## Exercise directions
Please write out the lines of the material between the line containing "Would you mind picking out the forested" and the end of the material, inclusive, reproducing them exactly.

>> start

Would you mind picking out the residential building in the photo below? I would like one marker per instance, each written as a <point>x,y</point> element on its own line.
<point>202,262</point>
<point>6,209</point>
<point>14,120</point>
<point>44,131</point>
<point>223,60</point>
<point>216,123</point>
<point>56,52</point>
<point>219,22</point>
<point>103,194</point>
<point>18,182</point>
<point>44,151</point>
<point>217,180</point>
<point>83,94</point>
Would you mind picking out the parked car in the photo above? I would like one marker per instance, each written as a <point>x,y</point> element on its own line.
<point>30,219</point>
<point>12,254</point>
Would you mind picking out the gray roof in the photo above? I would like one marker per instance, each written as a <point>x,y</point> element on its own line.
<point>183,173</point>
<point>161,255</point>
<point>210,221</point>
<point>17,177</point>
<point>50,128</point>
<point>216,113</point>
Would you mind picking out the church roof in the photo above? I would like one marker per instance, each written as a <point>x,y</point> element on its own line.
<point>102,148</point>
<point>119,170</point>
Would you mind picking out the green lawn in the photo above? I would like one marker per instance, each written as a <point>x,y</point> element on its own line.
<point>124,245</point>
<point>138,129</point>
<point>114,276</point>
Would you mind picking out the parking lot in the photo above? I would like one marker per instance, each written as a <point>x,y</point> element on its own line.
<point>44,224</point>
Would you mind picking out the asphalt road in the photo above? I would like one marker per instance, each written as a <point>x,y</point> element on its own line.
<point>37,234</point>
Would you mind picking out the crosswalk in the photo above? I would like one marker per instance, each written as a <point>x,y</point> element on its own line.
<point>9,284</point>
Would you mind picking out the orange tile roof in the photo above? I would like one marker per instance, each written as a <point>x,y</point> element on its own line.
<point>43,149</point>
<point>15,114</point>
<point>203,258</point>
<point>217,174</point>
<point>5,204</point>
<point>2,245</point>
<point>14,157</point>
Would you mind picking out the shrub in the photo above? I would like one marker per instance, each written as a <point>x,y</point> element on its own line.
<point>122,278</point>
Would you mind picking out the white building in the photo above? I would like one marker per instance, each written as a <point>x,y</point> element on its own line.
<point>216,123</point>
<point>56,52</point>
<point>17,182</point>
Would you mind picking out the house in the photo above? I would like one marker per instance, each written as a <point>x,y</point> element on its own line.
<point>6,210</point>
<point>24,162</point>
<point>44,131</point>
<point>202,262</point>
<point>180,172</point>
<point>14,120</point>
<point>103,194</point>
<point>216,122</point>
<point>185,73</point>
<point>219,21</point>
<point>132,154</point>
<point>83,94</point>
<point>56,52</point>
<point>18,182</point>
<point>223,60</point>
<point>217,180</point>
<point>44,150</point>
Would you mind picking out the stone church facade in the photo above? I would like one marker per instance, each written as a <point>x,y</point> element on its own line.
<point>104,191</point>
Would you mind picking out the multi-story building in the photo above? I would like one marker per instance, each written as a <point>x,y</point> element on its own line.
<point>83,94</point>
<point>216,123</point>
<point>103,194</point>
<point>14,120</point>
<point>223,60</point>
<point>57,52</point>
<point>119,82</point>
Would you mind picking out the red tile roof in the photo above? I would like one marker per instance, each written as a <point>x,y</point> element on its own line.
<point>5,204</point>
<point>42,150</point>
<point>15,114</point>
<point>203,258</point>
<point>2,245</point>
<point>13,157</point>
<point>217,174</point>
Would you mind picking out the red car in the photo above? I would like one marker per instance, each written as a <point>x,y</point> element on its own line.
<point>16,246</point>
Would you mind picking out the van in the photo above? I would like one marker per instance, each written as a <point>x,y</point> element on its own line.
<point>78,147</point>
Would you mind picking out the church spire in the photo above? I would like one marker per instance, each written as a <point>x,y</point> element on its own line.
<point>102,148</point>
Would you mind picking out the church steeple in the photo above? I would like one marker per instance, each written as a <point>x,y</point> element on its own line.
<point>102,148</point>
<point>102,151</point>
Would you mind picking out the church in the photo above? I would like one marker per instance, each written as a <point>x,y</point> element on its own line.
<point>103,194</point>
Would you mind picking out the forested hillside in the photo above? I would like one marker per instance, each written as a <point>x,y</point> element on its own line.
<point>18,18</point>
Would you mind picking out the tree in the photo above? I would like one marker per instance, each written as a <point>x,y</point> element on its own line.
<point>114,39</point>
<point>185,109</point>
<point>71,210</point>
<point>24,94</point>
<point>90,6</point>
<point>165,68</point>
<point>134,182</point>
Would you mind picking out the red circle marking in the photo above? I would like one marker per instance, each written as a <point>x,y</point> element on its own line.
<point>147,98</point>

>> end

## Task result
Would you mind picking out the forested hillside in the photo above? I would like one marker per instance, each written as a <point>x,y</point> element on its own line.
<point>18,18</point>
Would you mind picking out the tree in the photo above? I would like one marker per instance, each written as a <point>x,y</point> element on its own line.
<point>114,39</point>
<point>185,109</point>
<point>71,210</point>
<point>24,94</point>
<point>90,6</point>
<point>165,68</point>
<point>134,182</point>
Would you mind picking out the red circle marking in the photo above? I would like one marker per instance, each written as a <point>x,y</point> element on its own line.
<point>147,98</point>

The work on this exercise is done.